EXERCISE DETAILS
Word for word, restate the records that appear below.
<<<<
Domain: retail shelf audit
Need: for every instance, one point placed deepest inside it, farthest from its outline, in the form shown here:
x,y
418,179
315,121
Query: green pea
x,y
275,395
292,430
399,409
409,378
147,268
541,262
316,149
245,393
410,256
>>>>
OUTPUT OF THE EXERCISE
Domain: retail shelf audit
Need: for every instance, one point placed deepest inside it, farthest from its outline, in the form shown here:
x,y
418,179
315,121
Query: green pea
x,y
275,395
292,430
399,409
409,378
147,268
541,262
316,149
245,393
410,256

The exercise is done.